• _EXERCISES_
1. Name every distinct field declared in the two struct definitions shown in the bug report on exasock timeouts.
2. Quote the bug report on exasock timeouts between "The consequence of" and "and confirmed correct.", inclusive.

#### PASSAGE TO READ ####

There's a bug in libs/exasock/socket/common.h that corrupts the timeout parameters set on exasock sockets. The following line occurs twice in this file:

const struct timespec *to = (const struct timespec *)&to_val

This is a static cast from a timeval pointer to a timespec pointer.

Here's how timeval is defined in the GNU C library:

struct timeval {
    time_t   tv_sec;   /* Seconds */
    long int tv_usec;  /* Microseconds */
};

And here's the definition of timespec:

struct timespec {
    time_t   tv_sec;   /* Seconds */
    long int tv_nsec;  /* Nanoseconds */
};

The two problems with this are:

  1. Technically, the types of tv_usec and tv_nsec are implementation defined. In the GNU C library, they're the same (long int), but these could be different types altogether in another implementation.
  2. More gravely, one struct represents the time as a (seconds, microseconds) pair, while the other uses (seconds, nanoseconds)! Obviously, you can't simply cast a pointer from one struct to the other and be done with it. But that's what exasock does, today. Socket options like the send timeout (SO_SENDTIMEO) are specified with a timeval instance. Then, to compute the timeout time, exasock "converts" this to a timespec, so a timeout given in microseconds is interpreted as a time in nanoseconds.

The consequence of this bug is that timeouts set to any value less than a second are essentially ignored. For instance, a timeout of 900,000 microseconds (900 milliseconds) is treated like a timeout of 900,000 nanoseconds (900 microseconds). Since the resolution of the CLOCK_MONOTONIC_COARSE system timer is on the order of milliseconds on Linux (e.g., see https://upvoid.com/devblog/2014/05/linux-timers/), a timeout parameter < 1 millisecond has little meaning/predictability.

This pull request suggests a minimal changeset to fix the bug. It has been tested on a Linux system and confirmed correct.

#### DATA EXCERPTS ####

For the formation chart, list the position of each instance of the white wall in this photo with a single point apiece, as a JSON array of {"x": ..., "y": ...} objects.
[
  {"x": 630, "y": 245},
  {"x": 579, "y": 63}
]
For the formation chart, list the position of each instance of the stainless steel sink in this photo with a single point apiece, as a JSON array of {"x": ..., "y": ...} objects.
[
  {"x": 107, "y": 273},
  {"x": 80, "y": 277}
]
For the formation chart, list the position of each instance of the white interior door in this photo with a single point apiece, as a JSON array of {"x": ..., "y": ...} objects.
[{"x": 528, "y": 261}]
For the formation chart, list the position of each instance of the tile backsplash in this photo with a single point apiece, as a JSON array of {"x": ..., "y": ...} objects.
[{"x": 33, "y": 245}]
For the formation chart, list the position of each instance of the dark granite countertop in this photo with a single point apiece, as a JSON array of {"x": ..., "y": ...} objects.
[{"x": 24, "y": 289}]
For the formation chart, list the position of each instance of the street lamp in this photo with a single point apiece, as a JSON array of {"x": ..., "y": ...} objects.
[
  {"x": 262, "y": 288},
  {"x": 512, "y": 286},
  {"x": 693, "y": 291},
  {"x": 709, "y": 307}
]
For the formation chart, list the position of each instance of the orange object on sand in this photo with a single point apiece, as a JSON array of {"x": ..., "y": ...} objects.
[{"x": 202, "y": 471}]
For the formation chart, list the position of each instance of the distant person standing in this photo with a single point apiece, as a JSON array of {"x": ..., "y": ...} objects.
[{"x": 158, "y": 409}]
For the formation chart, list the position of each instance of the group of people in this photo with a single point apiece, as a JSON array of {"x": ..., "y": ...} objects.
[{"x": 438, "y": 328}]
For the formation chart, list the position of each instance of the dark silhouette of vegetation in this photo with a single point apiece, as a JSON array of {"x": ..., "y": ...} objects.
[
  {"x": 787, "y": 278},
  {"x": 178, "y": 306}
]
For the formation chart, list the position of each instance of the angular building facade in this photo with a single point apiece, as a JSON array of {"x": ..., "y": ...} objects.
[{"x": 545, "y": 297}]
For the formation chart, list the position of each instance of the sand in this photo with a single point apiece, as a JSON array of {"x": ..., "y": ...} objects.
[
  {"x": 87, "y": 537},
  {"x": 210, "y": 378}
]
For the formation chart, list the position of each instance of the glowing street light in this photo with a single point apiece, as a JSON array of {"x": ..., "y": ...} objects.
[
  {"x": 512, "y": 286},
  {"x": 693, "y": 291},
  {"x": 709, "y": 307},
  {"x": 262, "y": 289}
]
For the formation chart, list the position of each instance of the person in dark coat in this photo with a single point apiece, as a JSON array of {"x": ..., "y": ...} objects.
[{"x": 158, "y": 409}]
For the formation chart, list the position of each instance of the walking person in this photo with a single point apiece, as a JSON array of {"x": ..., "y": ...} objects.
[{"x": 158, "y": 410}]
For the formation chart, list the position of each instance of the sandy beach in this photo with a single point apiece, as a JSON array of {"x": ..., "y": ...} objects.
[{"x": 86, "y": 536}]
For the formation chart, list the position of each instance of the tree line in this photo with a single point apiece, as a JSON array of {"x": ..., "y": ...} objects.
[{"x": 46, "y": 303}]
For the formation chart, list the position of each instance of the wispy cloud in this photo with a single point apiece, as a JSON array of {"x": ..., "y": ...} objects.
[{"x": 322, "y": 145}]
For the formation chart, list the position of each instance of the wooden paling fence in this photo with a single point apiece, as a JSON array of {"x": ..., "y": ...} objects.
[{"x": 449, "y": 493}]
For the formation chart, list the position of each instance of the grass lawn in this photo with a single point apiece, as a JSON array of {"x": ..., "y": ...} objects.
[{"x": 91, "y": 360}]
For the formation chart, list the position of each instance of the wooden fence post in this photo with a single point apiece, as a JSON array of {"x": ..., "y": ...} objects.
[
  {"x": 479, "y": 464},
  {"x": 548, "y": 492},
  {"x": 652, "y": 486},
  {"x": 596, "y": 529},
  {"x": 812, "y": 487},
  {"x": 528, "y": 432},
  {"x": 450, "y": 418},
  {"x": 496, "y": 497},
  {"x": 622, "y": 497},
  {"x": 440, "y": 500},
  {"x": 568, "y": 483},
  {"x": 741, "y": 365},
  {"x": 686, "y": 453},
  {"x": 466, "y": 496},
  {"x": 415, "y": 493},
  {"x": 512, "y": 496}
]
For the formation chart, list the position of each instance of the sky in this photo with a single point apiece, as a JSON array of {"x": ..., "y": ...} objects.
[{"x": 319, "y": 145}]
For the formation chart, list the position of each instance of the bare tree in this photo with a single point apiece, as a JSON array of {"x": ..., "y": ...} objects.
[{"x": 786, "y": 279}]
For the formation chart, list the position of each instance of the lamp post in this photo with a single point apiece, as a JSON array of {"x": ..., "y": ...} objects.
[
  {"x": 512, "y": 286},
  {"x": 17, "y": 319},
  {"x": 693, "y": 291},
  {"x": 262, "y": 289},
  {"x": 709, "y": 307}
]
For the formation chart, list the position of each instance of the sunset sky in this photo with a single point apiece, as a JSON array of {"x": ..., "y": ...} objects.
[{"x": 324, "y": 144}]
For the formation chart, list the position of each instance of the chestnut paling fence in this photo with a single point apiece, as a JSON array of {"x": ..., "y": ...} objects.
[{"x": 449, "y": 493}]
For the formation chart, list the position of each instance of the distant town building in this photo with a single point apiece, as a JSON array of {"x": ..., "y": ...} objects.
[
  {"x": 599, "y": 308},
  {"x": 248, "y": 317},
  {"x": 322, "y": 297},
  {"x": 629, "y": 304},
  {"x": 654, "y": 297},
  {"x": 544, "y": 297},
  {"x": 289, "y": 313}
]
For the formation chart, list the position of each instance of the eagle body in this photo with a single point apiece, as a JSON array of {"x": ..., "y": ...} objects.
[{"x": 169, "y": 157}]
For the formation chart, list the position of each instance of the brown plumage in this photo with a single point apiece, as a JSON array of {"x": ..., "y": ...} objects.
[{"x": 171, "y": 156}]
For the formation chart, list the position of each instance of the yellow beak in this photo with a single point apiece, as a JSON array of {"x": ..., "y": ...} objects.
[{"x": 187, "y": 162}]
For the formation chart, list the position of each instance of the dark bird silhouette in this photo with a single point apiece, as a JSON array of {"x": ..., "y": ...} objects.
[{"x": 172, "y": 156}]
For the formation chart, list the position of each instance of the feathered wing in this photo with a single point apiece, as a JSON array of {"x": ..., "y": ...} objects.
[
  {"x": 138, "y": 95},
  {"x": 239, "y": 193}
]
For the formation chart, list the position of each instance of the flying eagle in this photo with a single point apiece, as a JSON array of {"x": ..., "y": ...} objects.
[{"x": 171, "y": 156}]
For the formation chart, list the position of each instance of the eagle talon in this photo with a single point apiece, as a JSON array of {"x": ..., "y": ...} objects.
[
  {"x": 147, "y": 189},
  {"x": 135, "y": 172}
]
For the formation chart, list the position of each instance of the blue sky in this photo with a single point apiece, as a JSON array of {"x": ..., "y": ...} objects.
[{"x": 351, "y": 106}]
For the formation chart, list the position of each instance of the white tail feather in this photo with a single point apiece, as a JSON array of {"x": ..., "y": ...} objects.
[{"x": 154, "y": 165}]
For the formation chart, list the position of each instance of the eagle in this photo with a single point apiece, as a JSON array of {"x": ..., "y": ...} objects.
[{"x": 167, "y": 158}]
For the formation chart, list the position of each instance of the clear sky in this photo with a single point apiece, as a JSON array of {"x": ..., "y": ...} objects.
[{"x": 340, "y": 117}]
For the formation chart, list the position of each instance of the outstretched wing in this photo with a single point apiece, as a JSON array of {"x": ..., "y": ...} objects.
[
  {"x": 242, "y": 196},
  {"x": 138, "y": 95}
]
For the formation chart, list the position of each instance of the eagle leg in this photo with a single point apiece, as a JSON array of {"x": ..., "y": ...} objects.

####

• _SOLVED TASKS_
1. tv_sec, tv_usec, tv_nsec

2.
The consequence of this bug is that timeouts set to any value less than a second are essentially ignored. For instance, a timeout of 900,000 microseconds (900 milliseconds) is treated like a timeout of 900,000 nanoseconds (900 microseconds). Since the resolution of the CLOCK_MONOTONIC_COARSE system timer is on the order of milliseconds on Linux (e.g., see https://upvoid.com/devblog/2014/05/linux-timers/), a timeout parameter < 1 millisecond has little meaning/predictability.

This pull request suggests a minimal changeset to fix the bug. It has been tested on a Linux system and confirmed correct.